**Selected passage**
Cerebral Palsy Caused by VBAC
Some women who’ve had cesarean births in the past may elect for a vaginal delivery with their next pregnancy. Unfortunately, vaginal birth after a C-section (VBAC) can be risky for these women on account of the complications they and their unborn baby may endure.
While VBAC is not always the safest option when it comes to childbirth, doctors may approve this request as long as certain stringent measures are met. In order to be considered for VBAC, you generally must meet the following conditions:
18 to 24 months should have passed since your last cesarean delivery.
- The baby must be a single baby and not twins, triplets, quadruplets and so on.
- You must not have any uterine issues or scars.
- Your transverse incisions must be U-shaped and low.
- You must not have major medical problems such as high blood pressure or diabetes.
- Your baby should not be too large.
- Your baby should be in the correct (non-breech) position.
Risks of a Vaginal Delivery after a Previous Cesarean Section
It’s estimated that anywhere from 60 to 80 percent of all VBAC births are ultimately successful. However, they are not without significant risks. VBAC often leads to uterine rupture, causing oxygen loss or hypoxia to the baby during the birthing process. In addition, you as the mother may hemorrhage, which can also limit the supply of oxygen-rich blood to the baby. Any damage to a child’s developing brain can lead to the development of cerebral palsy.
Birth complications due to VBAC are often rooted in negligence. For instance, the failure to monitor your child’s fetal distress signals (e.g., heart rate and blood pressure), may constitute medical malpractice. If medical professionals do not follow VBAC medical standards and procedures (or fail to warn you about the risks of such a delivery), and your child suffers a birth injury as a result, this may also be considered medical malpractice under U.S. law.
Fetal Distress & Uterine Rupture
The main concern with women undergoing VBAC is the risk of uterine rupture. A ruptured uterus will require an immediate c-section in order to have the best chance at saving the lives of both the mother and child.

**Activity A**
From the VBAC passage, extract the words that begin at "Birth complications due" and stop after "mother and child.".
**Activity B**
Summarize the VBAC passage in three sentences.
**Activity C**
According to the VBAC passage, why can hemorrhage in the mother put the baby at risk? Answer in one or two sentences.
Rely on the VBAC passage alone.

**Extracted data**
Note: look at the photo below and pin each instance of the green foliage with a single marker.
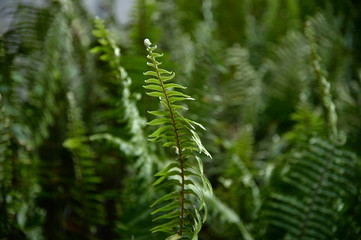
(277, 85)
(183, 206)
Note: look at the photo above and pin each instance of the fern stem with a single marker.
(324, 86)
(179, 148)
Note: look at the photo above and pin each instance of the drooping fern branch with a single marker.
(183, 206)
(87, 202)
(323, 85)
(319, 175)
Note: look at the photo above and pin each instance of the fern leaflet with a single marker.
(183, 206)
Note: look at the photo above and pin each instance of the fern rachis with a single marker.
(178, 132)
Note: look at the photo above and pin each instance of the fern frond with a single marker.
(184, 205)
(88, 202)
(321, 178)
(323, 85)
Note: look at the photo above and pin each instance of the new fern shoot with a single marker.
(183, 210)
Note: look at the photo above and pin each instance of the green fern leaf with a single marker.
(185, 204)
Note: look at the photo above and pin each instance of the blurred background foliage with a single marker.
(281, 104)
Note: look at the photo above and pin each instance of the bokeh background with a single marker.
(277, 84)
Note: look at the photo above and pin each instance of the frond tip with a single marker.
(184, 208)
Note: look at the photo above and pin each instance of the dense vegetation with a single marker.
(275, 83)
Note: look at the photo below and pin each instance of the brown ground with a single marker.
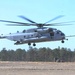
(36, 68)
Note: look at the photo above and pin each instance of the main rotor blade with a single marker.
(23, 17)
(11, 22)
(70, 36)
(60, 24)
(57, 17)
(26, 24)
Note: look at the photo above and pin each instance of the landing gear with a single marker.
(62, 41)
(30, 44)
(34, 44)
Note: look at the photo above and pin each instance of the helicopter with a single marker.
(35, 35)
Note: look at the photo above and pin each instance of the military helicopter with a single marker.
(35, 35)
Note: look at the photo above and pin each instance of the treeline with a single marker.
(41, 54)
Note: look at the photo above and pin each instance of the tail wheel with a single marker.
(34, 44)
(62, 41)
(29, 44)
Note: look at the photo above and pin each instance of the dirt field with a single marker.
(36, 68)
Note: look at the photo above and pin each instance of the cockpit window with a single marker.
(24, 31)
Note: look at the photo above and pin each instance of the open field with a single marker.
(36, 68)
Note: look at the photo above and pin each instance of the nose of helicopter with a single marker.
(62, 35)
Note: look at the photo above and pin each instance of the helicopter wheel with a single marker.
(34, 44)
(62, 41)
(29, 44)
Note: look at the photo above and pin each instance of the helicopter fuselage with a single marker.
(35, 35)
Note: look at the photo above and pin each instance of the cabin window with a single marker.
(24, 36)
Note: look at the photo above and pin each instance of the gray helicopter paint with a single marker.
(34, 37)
---
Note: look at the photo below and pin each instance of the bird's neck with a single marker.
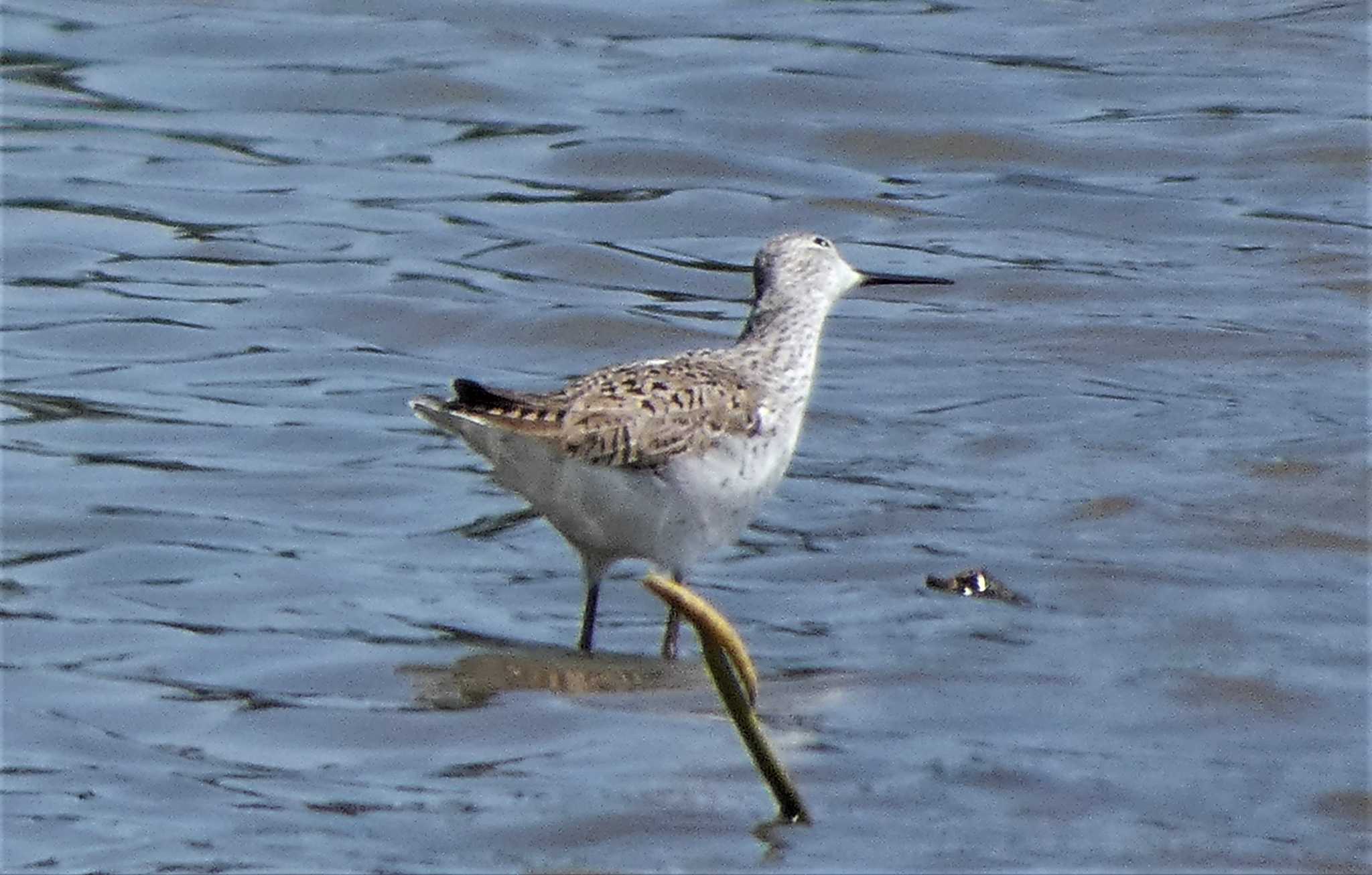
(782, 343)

**Task solution A**
Birth complications due to VBAC are often rooted in negligence. For instance, the failure to monitor your child’s fetal distress signals (e.g., heart rate and blood pressure), may constitute medical malpractice. If medical professionals do not follow VBAC medical standards and procedures (or fail to warn you about the risks of such a delivery), and your child suffers a birth injury as a result, this may also be considered medical malpractice under U.S. law.
Fetal Distress & Uterine Rupture
The main concern with women undergoing VBAC is the risk of uterine rupture. A ruptured uterus will require an immediate c-section in order to have the best chance at saving the lives of both the mother and child.

**Task solution B**
Women who have had cesarean births may choose a vaginal delivery next time, and doctors may approve it if strict conditions are met, such as a single baby in the correct position and 18 to 24 months since the last cesarean. Although 60 to 80 percent of VBAC births are estimated to succeed, VBAC can cause uterine rupture or maternal hemorrhage that cuts the baby's oxygen supply, and brain damage can lead to cerebral palsy. Failing to monitor fetal distress, follow VBAC standards, or warn about the risks may count as medical malpractice under U.S. law.

**Task solution C**
A hemorrhage can limit the supply of oxygen-rich blood to the baby. Any resulting damage to the child's developing brain can lead to cerebral palsy.